◆ **Task to carry out**
What is needed is an exact copy of the entries below, with the pictures left out.

◆ **Available records**
┌────────

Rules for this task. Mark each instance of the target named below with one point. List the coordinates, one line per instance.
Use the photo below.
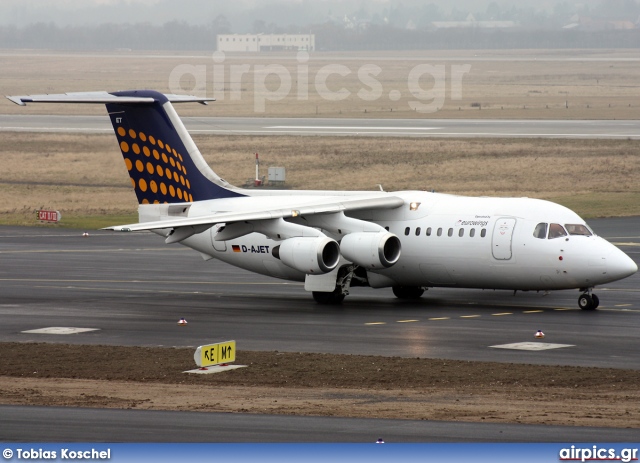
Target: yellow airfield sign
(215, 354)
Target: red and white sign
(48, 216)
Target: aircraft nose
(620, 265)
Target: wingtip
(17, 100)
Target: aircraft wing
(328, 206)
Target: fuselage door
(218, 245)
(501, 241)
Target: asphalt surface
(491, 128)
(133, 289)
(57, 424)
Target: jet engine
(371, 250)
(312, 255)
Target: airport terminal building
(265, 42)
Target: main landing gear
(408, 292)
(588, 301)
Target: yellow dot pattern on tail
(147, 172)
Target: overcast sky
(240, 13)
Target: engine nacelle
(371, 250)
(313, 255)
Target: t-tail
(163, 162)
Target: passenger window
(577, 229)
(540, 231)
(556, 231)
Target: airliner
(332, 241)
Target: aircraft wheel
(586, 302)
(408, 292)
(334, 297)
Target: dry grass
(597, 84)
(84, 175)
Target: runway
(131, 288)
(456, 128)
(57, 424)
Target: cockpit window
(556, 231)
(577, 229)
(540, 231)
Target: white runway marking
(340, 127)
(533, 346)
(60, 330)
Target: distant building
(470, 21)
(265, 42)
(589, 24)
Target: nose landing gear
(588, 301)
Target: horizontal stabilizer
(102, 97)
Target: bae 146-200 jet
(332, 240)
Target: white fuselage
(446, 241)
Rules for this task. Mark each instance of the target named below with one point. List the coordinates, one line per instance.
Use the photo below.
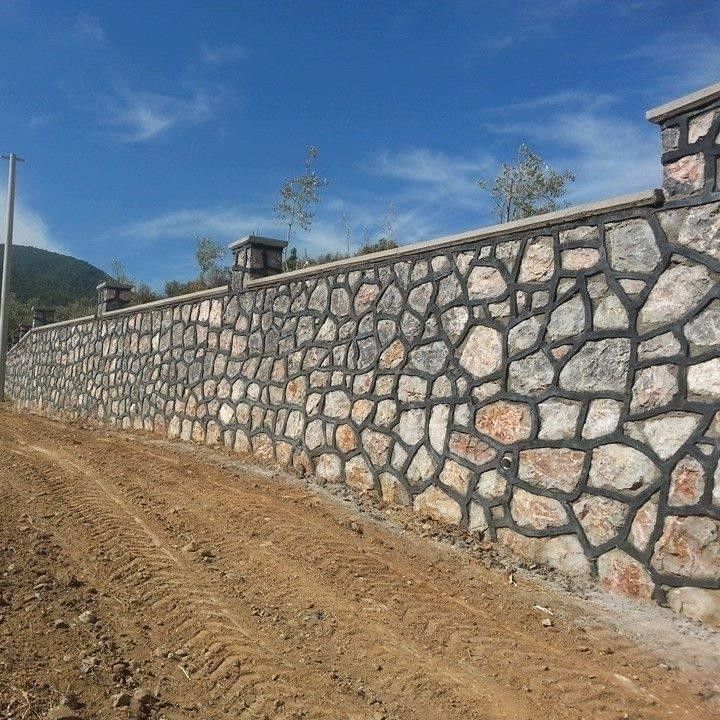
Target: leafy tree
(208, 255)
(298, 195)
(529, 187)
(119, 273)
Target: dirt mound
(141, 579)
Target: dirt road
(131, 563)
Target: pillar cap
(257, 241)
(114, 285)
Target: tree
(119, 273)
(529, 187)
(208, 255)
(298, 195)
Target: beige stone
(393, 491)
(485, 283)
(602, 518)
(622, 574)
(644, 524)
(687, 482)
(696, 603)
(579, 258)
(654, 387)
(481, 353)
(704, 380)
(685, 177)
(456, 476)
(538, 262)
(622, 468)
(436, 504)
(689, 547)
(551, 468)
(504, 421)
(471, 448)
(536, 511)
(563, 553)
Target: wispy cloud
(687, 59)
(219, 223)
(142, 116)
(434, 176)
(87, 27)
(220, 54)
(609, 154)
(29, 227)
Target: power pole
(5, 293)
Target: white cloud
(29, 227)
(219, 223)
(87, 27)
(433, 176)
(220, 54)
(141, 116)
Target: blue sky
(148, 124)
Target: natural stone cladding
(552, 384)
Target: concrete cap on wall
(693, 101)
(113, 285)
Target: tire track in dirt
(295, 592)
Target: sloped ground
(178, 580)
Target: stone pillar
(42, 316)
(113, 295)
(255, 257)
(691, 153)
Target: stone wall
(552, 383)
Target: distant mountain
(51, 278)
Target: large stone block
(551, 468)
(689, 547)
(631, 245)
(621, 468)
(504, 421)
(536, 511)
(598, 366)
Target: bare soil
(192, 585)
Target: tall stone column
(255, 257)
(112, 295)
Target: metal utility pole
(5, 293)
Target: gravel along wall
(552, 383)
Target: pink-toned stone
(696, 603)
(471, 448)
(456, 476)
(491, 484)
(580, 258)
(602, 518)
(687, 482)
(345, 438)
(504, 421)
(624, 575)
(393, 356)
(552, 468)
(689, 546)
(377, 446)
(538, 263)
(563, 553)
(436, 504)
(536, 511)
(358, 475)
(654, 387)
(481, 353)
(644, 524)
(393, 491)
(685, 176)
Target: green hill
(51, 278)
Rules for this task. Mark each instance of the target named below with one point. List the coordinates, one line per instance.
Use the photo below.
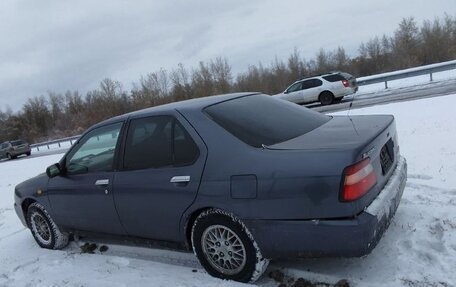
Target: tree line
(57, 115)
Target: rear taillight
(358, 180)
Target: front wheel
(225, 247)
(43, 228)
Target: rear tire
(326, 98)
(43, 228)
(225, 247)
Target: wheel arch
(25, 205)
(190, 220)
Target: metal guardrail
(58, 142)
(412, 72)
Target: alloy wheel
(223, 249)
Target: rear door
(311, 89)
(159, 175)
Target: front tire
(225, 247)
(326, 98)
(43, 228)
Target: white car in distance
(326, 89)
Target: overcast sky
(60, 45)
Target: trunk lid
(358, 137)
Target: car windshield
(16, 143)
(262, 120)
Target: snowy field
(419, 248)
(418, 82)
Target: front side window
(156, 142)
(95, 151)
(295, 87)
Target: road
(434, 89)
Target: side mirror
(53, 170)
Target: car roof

└────────

◆ **Response to this task**
Rules for this task. Mark each instance of the target named below with one point. List the coordinates, one line per instance.
Use the photo below.
Target: yellow airfield sign
(215, 354)
Target: red and white sign
(48, 216)
Target: aircraft nose
(620, 265)
Target: wingtip
(17, 100)
Target: aircraft wing
(328, 206)
Target: fuselage door
(218, 245)
(501, 241)
Target: asphalt surface
(491, 128)
(133, 289)
(57, 424)
Target: jet engine
(371, 250)
(312, 255)
Target: airport terminal building
(265, 42)
Target: main landing gear
(408, 292)
(588, 301)
Target: yellow dot pattern on tail
(147, 172)
Target: overcast sky
(240, 13)
Target: engine nacelle
(371, 250)
(313, 255)
Target: t-tail
(163, 162)
Target: passenger window
(577, 229)
(540, 231)
(556, 231)
Target: airliner
(332, 241)
Target: aircraft wheel
(586, 302)
(408, 292)
(334, 297)
Target: dry grass
(597, 84)
(84, 175)
Target: runway
(131, 288)
(456, 128)
(57, 424)
Target: cockpit window
(556, 231)
(577, 229)
(540, 231)
Target: white runway marking
(340, 127)
(533, 346)
(60, 330)
Target: distant building
(470, 21)
(265, 42)
(589, 24)
Target: nose landing gear
(588, 301)
Target: horizontal stabilizer
(102, 97)
Target: bae 146-200 jet
(332, 240)
Target: white fuselage
(446, 241)
Rules for this task. Mark each instance of the target named below with one point. List the coordinates, one line per instance.
Use the photo below.
Target: leafy tree
(208, 255)
(298, 195)
(529, 187)
(119, 273)
Target: dirt mound
(141, 579)
Target: dirt road
(131, 563)
Target: pillar cap
(257, 241)
(114, 285)
Target: tree
(119, 273)
(529, 187)
(208, 255)
(298, 195)
Target: beige stone
(393, 491)
(485, 283)
(602, 518)
(622, 574)
(644, 524)
(687, 482)
(696, 603)
(579, 258)
(654, 387)
(481, 353)
(704, 380)
(685, 177)
(456, 476)
(538, 262)
(622, 468)
(436, 504)
(689, 547)
(551, 468)
(504, 421)
(471, 448)
(536, 511)
(563, 553)
Target: wispy cloud
(687, 59)
(219, 223)
(142, 116)
(434, 176)
(87, 27)
(220, 54)
(609, 154)
(29, 227)
Target: power pole
(5, 293)
Target: white cloud
(29, 227)
(219, 223)
(87, 27)
(433, 176)
(220, 54)
(141, 116)
Target: blue sky
(148, 124)
Target: natural stone cladding
(552, 384)
Target: concrete cap on wall
(693, 101)
(113, 285)
Target: tire track in dirt
(295, 592)
Target: sloped ground
(178, 580)
Target: stone pillar
(42, 316)
(113, 295)
(255, 257)
(691, 153)
Target: stone wall
(552, 383)
Target: distant mountain
(51, 278)
Target: large stone block
(551, 468)
(689, 547)
(631, 245)
(621, 468)
(504, 421)
(536, 511)
(598, 366)
Target: bare soil
(192, 585)
Target: tall stone column
(255, 257)
(112, 295)
Target: metal utility pole
(5, 293)
Target: gravel along wall
(552, 383)
Target: pink-toned stone
(696, 603)
(471, 448)
(456, 476)
(491, 484)
(580, 258)
(602, 518)
(687, 482)
(345, 438)
(504, 421)
(624, 575)
(393, 356)
(552, 468)
(689, 546)
(377, 446)
(538, 263)
(563, 553)
(436, 504)
(536, 511)
(358, 475)
(654, 387)
(481, 353)
(644, 524)
(393, 491)
(685, 176)
Target: green hill
(51, 278)
Rules for this task. Mark each instance of the target named below with one point. List the coordinates, one line per instance.
Use the photo below.
Target: tree line
(57, 115)
Target: rear taillight
(358, 180)
Target: front wheel
(225, 247)
(43, 228)
Target: rear tire
(326, 98)
(43, 228)
(225, 247)
Target: wheel arch
(25, 205)
(190, 220)
Target: metal guardrail
(58, 142)
(412, 72)
Target: alloy wheel
(223, 249)
Target: rear door
(311, 89)
(159, 175)
Target: front tire
(225, 247)
(326, 98)
(43, 228)
Target: white car in distance
(326, 89)
Target: overcast sky
(60, 45)
Target: trunk lid
(358, 137)
Target: car windshield
(16, 143)
(262, 120)
Target: snowy field
(419, 248)
(418, 82)
Target: front side window
(156, 142)
(95, 151)
(295, 87)
Target: road
(434, 89)
Target: side mirror
(53, 170)
Target: car roof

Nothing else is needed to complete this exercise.